• **Extract to read**:
Normalizing Flows for Sampling-Based Motion Planning

Table of Contents

This project was developed as part of the PhD course in Advanced Topics on Robotics.


Introduction

Sampling-based motion planning (SBMP) is a popular approach for solving robotic motion planning problems. In most cases, the objective is to find a trajectory from an initial state to a target state, while complying with kinematic constraints or avoiding collisions. Most SBMP algorithms build a graph, starting from the initial state, and iteratively sample new candidate states that add to the graph until the target state is found. Traditional methods uniformly sample the configuration space for new candidate states. This is inefficient, especially in high dimensions as the volume of the configuration space grows exponentially with the number of degrees of freedom.

Recently, learning-based samplers have been proposed that integrate additional information about the problem, such as demonstrations, identified critical states, or past solved problems (Ichter et al. 2017, Lai et al. 2020, Shah et al. 2020). Using this information a new sampling function can be learned that proposes states that can avoid obstacles or be closer to critical regions of the configuration space. To learn the new sampling function from data generative models can have been employed such as Variational Autoencoders or Flow-based models. Learning-based samplers have been shown to outperform traditional uniform samplers in solving times, optimal cost, success rates, and number of samples used.

Let's consider the problem of planning a trajectory for the 2DoF robotic manipulator, shown in the right figure below, to reach a target (green) state from the initial (red) state. In the left figure, we see the 2D state space of the manipulator. The colormap denotes the distance of each state, to the target state.

me
me
Fig. 1. Example of configuration and state space of 2DoF manipulator.

• **Dataset records**:

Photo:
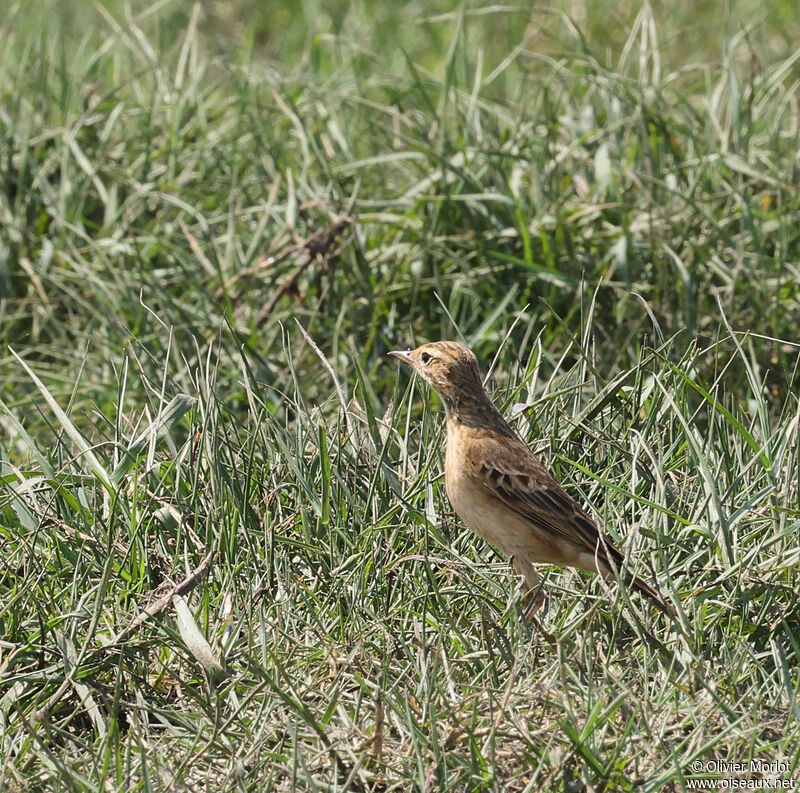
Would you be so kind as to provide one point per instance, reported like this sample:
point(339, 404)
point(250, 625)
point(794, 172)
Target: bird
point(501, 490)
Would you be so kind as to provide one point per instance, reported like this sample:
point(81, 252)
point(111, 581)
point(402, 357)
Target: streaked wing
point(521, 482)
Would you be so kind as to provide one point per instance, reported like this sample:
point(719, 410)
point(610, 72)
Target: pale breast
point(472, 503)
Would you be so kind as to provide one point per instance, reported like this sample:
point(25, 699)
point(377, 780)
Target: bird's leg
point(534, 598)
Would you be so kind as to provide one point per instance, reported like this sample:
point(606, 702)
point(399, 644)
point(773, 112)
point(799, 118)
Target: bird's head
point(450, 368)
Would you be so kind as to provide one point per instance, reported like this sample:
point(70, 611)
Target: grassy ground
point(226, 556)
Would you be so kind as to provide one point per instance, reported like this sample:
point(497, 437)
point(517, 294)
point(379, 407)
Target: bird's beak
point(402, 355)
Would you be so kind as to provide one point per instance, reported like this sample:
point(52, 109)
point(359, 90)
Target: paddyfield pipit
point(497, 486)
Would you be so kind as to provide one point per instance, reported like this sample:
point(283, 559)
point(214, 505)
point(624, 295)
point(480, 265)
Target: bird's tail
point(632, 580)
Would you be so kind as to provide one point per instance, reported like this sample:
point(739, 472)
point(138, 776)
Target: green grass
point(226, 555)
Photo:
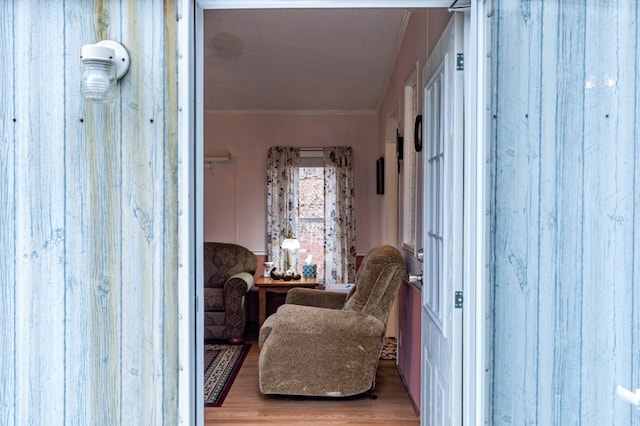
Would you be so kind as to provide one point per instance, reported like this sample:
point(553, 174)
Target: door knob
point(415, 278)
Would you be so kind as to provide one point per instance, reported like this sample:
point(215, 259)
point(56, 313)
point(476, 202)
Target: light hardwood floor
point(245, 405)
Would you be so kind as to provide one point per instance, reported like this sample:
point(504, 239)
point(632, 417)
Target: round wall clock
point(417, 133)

...

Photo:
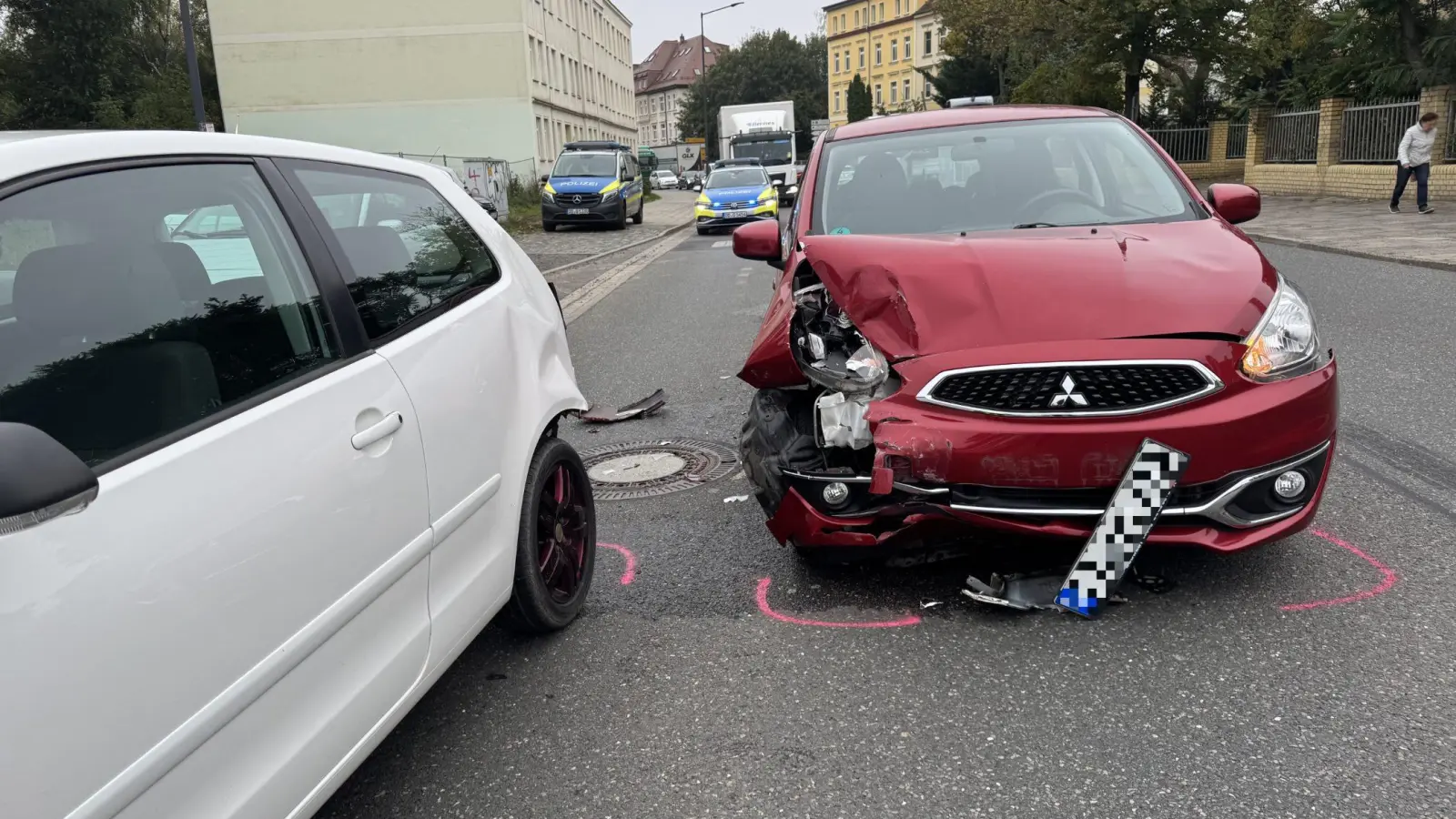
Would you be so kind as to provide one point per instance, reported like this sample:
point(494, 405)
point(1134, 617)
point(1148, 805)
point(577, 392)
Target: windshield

• **What to work on**:
(A) From the motion planning page above, write out the passage from "Recently, learning-based samplers" to "of samples used.".
(B) According to the motion planning page, why is uniformly sampling the configuration space for new candidate states inefficient?

• **Responses in order**:
(A)
Recently, learning-based samplers have been proposed that integrate additional information about the problem, such as demonstrations, identified critical states, or past solved problems (Ichter et al. 2017, Lai et al. 2020, Shah et al. 2020). Using this information a new sampling function can be learned that proposes states that can avoid obstacles or be closer to critical regions of the configuration space. To learn the new sampling function from data generative models can have been employed such as Variational Autoencoders or Flow-based models. Learning-based samplers have been shown to outperform traditional uniform samplers in solving times, optimal cost, success rates, and number of samples used.

(B) Uniform sampling is inefficient because the volume of the configuration space grows exponentially with the number of degrees of freedom. This makes the problem worse in high dimensions.